Listed entries section start
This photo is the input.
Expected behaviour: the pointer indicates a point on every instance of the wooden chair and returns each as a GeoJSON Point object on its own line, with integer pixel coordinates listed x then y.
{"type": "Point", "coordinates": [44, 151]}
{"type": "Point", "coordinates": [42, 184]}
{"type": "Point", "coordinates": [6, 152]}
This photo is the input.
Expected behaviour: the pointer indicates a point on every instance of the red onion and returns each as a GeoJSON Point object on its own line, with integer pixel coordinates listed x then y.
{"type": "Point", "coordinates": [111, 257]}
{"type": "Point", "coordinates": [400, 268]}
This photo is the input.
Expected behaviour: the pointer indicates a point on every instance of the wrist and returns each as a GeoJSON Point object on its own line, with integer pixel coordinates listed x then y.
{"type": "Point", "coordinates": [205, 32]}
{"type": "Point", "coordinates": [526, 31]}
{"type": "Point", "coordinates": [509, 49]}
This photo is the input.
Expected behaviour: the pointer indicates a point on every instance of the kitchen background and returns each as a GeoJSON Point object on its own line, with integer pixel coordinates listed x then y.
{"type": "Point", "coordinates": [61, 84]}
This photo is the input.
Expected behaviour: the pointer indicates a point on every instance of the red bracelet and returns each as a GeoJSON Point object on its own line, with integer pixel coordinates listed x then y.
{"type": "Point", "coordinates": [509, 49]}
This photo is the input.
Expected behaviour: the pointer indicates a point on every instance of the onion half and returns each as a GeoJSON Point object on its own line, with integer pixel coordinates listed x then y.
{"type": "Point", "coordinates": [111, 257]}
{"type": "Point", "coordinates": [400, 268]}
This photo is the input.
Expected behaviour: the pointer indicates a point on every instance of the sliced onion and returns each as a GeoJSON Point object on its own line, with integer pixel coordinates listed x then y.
Listed entries section end
### [Instructions for the task]
Having read the records above, print them out again exactly.

### [Solution to this task]
This photo is the input.
Expected behaviour: the pointer indicates a point on every instance of the wooden chair and returns each as a GeoJSON Point object on its own line, with integer pixel coordinates listed x then y.
{"type": "Point", "coordinates": [44, 151]}
{"type": "Point", "coordinates": [42, 184]}
{"type": "Point", "coordinates": [6, 152]}
This photo is the input.
Expected behaviour: the pointer indicates a point on every instance of the red onion and returns each as a GeoJSON Point object on its own line, with integer pixel coordinates listed x then y.
{"type": "Point", "coordinates": [111, 257]}
{"type": "Point", "coordinates": [400, 268]}
This photo is the input.
Expected behaviour: the pointer indicates a point on every instance of the wrist and returns each as a GeoJSON Point object on its own line, with integer pixel coordinates listed x then y.
{"type": "Point", "coordinates": [205, 32]}
{"type": "Point", "coordinates": [526, 31]}
{"type": "Point", "coordinates": [509, 49]}
This photo is the input.
Expected behaviour: the pointer indicates a point on every instance of the kitchen background and returns each as a GeoJSON Point object on its own line, with integer pixel coordinates listed x then y.
{"type": "Point", "coordinates": [61, 84]}
This photo is the input.
Expected behaviour: the pointer indicates a point on every instance of the red bracelet and returns each as a GeoJSON Point object on its own line, with integer pixel coordinates listed x then y.
{"type": "Point", "coordinates": [509, 49]}
This photo is the input.
Expected behaviour: the pointer indicates a point on every instance of the onion half and returns each as a GeoJSON Point object on its own line, with integer pixel coordinates listed x then y.
{"type": "Point", "coordinates": [111, 257]}
{"type": "Point", "coordinates": [400, 268]}
This photo is the input.
Expected behaviour: the pointer indicates a point on every instance of the sliced onion and returns each as a GeoJSON Point object on its own line, with integer pixel coordinates listed x then y.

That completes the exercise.